From the rows below, pull out each line that contains the string "blue".

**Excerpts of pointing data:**
════════

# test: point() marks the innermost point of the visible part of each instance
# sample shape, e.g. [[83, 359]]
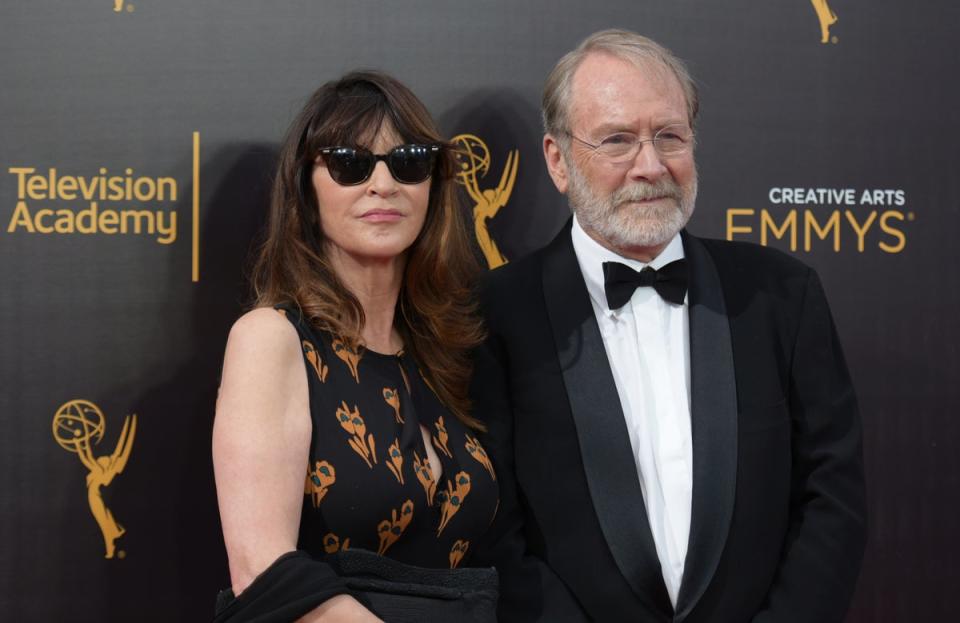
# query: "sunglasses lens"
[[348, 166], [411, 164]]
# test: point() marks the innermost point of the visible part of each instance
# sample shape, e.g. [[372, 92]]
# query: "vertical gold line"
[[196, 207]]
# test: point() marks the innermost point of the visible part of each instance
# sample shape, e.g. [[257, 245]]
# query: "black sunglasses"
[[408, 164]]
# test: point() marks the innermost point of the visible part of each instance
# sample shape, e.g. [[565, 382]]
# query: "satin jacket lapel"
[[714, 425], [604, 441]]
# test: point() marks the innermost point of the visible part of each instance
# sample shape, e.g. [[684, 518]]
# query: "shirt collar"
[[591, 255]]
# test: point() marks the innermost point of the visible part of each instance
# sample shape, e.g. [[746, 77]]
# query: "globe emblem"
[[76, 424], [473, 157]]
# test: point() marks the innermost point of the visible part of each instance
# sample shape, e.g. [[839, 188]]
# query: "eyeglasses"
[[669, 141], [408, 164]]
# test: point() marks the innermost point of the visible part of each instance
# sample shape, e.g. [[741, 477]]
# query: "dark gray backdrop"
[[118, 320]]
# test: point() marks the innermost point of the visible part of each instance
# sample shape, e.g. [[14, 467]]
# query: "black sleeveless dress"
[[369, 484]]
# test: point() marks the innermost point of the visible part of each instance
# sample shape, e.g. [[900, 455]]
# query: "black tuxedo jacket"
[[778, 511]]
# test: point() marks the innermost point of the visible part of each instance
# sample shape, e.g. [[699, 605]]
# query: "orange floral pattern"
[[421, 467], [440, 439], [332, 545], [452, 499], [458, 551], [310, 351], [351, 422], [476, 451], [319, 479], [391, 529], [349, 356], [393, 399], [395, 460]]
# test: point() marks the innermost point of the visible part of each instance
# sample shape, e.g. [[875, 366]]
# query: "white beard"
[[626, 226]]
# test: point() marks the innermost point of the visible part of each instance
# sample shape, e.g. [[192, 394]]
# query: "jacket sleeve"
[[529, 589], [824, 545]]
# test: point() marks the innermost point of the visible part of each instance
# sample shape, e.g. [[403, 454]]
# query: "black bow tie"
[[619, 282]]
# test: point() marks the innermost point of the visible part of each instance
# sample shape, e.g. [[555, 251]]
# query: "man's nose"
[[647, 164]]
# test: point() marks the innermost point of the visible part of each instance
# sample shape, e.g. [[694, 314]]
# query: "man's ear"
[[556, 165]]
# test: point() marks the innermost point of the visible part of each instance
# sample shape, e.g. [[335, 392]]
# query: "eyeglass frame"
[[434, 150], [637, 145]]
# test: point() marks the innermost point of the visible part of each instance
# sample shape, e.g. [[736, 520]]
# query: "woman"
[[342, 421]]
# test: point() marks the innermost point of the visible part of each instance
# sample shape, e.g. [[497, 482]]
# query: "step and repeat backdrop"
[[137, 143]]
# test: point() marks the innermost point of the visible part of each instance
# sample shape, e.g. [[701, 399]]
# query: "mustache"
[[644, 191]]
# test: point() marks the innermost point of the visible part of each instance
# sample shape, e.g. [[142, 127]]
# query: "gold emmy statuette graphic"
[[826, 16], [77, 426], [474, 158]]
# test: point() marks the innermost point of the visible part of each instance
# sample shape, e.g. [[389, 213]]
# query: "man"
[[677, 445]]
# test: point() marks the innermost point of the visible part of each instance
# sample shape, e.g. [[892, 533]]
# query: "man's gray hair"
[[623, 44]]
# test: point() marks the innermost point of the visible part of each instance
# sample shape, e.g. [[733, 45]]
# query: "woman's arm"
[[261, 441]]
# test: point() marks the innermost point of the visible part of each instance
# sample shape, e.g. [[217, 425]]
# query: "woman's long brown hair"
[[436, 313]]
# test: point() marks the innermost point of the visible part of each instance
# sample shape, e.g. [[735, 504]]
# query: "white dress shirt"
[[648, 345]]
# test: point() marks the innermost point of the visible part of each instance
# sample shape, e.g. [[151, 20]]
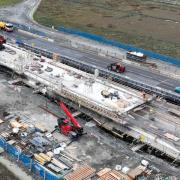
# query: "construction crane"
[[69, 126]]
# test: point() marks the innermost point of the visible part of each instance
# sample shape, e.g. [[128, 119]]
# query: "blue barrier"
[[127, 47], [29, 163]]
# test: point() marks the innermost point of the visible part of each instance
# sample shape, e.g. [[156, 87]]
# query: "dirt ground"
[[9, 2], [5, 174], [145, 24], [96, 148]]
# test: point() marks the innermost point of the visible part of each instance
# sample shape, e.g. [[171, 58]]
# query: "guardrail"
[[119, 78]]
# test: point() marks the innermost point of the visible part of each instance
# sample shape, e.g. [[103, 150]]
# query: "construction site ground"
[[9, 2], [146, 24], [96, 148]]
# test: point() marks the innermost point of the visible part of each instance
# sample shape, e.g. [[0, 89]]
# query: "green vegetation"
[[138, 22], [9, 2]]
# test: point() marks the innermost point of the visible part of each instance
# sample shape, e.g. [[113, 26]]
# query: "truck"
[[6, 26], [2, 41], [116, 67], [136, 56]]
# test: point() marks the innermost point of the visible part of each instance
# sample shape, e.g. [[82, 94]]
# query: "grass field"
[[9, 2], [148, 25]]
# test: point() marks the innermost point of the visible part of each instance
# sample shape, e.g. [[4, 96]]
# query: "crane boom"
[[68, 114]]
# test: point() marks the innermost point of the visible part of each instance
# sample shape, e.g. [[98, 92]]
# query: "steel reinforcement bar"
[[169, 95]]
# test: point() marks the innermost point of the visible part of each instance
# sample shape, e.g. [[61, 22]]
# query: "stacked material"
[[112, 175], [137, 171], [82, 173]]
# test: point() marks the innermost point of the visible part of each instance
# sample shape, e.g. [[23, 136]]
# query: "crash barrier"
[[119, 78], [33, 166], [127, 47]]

════════

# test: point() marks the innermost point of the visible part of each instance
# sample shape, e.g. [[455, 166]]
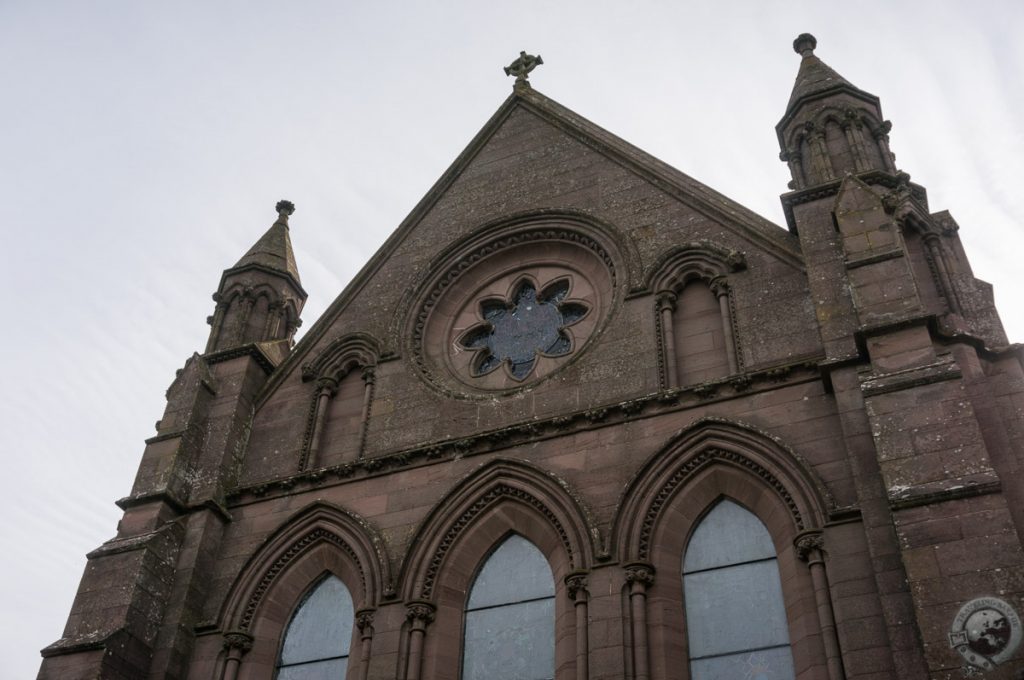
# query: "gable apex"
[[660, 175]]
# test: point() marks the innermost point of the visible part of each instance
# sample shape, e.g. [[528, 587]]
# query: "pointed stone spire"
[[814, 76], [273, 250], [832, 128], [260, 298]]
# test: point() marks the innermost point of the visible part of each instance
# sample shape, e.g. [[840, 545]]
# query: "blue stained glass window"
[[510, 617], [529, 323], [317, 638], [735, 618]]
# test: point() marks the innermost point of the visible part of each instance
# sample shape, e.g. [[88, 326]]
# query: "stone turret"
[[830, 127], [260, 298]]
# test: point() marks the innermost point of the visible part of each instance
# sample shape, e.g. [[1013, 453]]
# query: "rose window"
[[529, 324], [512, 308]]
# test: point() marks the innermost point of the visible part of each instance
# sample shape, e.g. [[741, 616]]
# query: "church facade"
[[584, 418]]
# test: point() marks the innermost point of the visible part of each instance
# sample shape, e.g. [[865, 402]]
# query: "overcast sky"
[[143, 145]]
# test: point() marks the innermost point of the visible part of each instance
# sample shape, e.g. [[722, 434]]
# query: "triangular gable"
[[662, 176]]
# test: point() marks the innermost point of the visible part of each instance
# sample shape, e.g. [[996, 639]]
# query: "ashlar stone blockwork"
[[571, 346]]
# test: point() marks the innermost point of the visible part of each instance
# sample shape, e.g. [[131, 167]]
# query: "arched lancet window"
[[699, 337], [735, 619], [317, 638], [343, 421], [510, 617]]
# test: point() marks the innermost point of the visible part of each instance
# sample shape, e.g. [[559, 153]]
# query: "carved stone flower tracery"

════════

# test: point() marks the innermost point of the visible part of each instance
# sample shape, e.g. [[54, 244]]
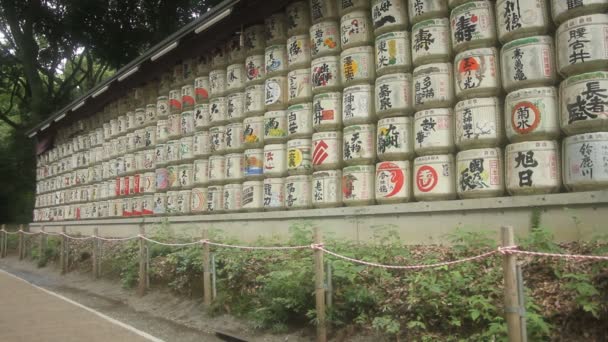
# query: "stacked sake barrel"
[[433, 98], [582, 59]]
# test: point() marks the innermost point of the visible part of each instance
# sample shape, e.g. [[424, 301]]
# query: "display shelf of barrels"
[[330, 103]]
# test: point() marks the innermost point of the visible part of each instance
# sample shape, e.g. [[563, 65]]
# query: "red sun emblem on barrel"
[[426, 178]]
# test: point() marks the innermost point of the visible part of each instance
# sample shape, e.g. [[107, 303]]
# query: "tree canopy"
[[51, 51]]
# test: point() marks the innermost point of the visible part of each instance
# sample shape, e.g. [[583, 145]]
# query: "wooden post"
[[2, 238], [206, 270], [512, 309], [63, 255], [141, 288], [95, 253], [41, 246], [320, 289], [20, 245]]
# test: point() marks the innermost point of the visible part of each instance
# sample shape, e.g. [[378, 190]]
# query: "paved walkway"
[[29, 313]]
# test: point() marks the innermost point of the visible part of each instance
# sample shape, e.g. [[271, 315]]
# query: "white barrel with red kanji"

════════

**OUTPUT:**
# query: "blue barrier"
# query: "blue stained glass window"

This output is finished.